A more contemporary model of market socialism is that put forth by the American economist John Roemer, referred to as economic democracy. In this model, social ownership is achieved through public ownership of equity in a market economy. A Bureau of Public Ownership would own controlling shares in publicly listed firms, so that the profits generated would be used for public finance and the provision of a basic income.
Some anarchists and libertarian socialists promote a form of market socialism in which enterprises are owned and managed cooperatively by their workforce so that the profits directly remunerate the employee-owners. These cooperative enterprises would compete with each other in the same way private companies compete with each other in a capitalist market. The first major elaboration of this type of market socialism was made by Pierre-Joseph Proudhon and was called mutualism.
Self-managed market socialism was promoted in Yugoslavia by economists Branko Horvat and Jaroslav Vaněk. In the self-managed model of socialism, firms would be directly owned by their employees and the management board would be elected by employees. These cooperative firms would compete with each other in a market for both capital goods and for selling consumer goods.

+--

Requests:
(a) From the market socialism passage, extract the words from "A more contemporary" up to and including "a basic income.".
(b) Please rewrite the paragraph of the market socialism passage that begins "Some anarchists and libertarian socialists" as a short bulleted list that keeps its main facts.
(c) Answer these questions using the market socialism passage:
(i) What name is given to John Roemer's model?
(ii) In Roemer's model, which body would own controlling shares in publicly listed firms?
(iii) In the self-managed model, who would elect the management board?

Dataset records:

+--

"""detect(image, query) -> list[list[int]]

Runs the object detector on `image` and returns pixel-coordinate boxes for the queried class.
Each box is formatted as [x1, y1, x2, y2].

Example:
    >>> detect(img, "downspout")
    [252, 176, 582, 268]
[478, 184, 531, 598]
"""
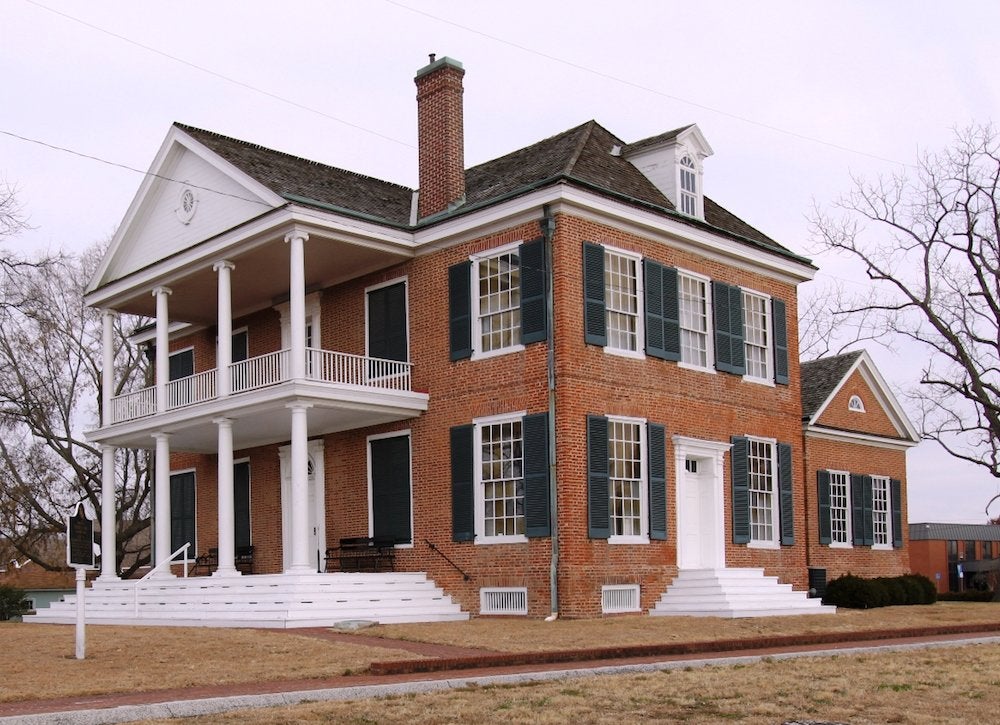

+--

Written responses:
(a)
A more contemporary model of market socialism is that put forth by the American economist John Roemer, referred to as economic democracy. In this model, social ownership is achieved through public ownership of equity in a market economy. A Bureau of Public Ownership would own controlling shares in publicly listed firms, so that the profits generated would be used for public finance and the provision of a basic income.

(b)
- Some anarchists and libertarian socialists favor market socialism in which workers own and manage enterprises cooperatively.
- Profits go directly to the employee-owners.
- These cooperatives would compete with one another as private companies do in a capitalist market.
- Pierre-Joseph Proudhon made the first major elaboration of this model, called mutualism.

(c)
(i) Economic democracy.
(ii) A Bureau of Public Ownership.
(iii) The employees.